THE PROBLEM: In the records below, scale up the point coordinates in the answers by 2.4, rounding each to a whole number with halves going up, and give back everything from the line containing "Class, locate every instance of the electrical" down to the line containing "point(187, 385)", both ends included. Keep the requests in place unchanged, and return only those lines.

◆ ◆ ◆ ◆ ◆ ◆ ◆

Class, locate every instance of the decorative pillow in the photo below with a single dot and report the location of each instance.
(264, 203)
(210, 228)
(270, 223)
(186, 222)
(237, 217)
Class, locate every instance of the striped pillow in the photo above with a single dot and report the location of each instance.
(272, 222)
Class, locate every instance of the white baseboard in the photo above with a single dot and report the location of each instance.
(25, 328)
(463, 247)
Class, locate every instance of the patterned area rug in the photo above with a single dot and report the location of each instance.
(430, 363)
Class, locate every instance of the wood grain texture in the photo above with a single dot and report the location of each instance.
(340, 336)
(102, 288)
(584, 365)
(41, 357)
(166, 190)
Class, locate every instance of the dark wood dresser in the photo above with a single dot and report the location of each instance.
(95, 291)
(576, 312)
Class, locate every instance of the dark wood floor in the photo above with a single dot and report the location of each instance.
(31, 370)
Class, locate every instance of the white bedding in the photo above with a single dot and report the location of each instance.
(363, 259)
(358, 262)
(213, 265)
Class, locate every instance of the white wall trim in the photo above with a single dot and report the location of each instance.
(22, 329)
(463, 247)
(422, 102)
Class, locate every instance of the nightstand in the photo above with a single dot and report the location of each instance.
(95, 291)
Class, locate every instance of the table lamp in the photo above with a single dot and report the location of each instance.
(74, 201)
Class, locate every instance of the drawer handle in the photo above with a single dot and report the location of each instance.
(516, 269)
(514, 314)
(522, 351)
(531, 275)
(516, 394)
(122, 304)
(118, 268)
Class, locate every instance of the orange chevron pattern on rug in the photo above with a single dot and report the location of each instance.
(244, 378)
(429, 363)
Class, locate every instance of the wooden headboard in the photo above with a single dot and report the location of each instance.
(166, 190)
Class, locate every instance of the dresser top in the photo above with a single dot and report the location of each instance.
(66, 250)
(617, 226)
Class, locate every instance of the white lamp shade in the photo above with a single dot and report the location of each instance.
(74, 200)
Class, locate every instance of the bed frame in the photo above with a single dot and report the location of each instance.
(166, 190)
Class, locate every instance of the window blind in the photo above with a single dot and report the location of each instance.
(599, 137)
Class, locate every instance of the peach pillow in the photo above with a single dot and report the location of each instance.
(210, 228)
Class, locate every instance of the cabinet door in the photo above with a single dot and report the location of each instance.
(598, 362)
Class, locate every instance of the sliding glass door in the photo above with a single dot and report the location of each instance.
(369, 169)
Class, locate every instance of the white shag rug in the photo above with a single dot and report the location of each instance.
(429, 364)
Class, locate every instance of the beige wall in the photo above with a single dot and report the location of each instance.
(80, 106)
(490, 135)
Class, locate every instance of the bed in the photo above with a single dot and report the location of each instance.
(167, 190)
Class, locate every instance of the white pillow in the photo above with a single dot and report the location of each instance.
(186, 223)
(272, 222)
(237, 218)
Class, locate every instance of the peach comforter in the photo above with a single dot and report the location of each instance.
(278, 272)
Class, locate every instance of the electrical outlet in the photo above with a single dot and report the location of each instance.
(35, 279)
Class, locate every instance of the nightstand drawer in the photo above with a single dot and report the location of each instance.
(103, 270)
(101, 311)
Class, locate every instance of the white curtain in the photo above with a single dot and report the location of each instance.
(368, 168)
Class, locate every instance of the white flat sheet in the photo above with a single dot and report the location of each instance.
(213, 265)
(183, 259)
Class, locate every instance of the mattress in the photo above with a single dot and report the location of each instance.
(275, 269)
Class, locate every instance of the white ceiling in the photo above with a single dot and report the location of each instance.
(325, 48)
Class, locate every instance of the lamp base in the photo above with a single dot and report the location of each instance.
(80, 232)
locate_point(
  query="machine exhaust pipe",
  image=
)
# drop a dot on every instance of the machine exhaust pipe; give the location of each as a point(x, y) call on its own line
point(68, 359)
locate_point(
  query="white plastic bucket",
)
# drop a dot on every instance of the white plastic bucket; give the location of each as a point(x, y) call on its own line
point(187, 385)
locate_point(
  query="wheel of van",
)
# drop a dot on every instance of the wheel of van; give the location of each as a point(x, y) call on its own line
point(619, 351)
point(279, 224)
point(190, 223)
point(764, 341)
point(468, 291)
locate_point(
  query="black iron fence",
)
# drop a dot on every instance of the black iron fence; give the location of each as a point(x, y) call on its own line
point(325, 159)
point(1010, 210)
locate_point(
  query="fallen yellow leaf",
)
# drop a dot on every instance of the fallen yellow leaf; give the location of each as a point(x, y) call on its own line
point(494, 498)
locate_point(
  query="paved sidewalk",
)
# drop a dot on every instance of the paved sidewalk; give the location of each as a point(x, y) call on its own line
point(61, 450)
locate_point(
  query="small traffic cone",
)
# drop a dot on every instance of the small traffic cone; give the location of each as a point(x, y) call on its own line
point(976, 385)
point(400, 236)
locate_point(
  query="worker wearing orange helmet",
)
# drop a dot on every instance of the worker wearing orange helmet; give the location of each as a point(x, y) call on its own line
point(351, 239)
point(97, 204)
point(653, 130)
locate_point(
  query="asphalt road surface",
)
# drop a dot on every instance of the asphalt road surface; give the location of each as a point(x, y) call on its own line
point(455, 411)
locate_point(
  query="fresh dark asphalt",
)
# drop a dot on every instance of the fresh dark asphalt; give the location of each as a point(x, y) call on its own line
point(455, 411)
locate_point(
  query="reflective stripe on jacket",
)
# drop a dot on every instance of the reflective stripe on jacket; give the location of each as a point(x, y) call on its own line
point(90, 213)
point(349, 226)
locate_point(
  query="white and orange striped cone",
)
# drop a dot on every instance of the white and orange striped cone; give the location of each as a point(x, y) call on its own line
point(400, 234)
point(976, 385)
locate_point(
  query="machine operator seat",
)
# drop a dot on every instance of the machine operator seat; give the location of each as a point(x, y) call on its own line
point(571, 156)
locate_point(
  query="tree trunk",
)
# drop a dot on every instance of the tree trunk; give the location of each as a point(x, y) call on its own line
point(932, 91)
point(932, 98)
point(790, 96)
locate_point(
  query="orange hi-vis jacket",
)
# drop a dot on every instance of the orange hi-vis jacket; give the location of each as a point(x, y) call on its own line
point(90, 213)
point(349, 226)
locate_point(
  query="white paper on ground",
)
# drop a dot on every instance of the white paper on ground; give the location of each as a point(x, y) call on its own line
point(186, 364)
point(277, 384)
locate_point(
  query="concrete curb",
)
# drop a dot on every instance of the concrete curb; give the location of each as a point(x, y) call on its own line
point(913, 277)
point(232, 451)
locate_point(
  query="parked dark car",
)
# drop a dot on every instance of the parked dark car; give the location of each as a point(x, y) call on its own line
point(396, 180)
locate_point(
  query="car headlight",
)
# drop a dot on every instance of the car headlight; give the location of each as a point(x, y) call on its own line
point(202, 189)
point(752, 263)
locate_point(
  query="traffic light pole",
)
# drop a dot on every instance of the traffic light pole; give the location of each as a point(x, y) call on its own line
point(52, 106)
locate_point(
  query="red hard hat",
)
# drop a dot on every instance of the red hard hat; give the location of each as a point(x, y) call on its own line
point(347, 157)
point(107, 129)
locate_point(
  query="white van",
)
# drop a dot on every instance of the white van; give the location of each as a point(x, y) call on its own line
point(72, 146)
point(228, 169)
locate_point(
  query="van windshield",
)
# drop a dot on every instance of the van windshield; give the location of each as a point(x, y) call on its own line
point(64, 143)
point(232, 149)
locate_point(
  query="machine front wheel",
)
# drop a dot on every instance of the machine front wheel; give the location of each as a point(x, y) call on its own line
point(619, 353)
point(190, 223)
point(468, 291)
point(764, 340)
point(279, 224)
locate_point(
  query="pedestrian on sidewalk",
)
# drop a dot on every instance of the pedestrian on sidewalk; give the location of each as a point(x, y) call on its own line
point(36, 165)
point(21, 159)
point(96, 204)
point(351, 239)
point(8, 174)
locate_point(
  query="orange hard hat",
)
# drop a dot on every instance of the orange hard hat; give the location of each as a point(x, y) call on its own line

◆ ◆ ◆ ◆ ◆ ◆ ◆

EXERCISE SOLUTION:
Class, locate every instance of the electrical outlet in the photo above with a single dot and report the location of each instance.
(84, 670)
Class, locate every instance of the nightstand drawer in the photo above with a single dot and report the location of each instance.
(247, 648)
(242, 746)
Class, locate every instance of the white curtain in the photo above with a single dot and report the location of each instance.
(883, 403)
Class, locate every instance of the white flat sheet in the photo above with a single dot and report the location of each instance.
(511, 636)
(439, 622)
Class, locate every instance of the mattress in the photo above with a single dot and report the location of each instance.
(660, 646)
Class, locate every instance of the white ceiling in the photo above with a single dot and report the location of each instance.
(780, 115)
Class, locate every instance of the lamp base in the photo above with a single dot and report the location of each instance.
(192, 557)
locate_point(
  query="machine exhaust pipe",
  image=
)
# drop a dot on every instance of the machine exhaust pipe; give the location of each as a point(x, y) call on its own line
point(163, 862)
locate_point(
  query="white plastic bucket",
)
# drop a dot on every instance of the white plastic bucket; give the location of each as a point(x, y) call on its own line
point(449, 924)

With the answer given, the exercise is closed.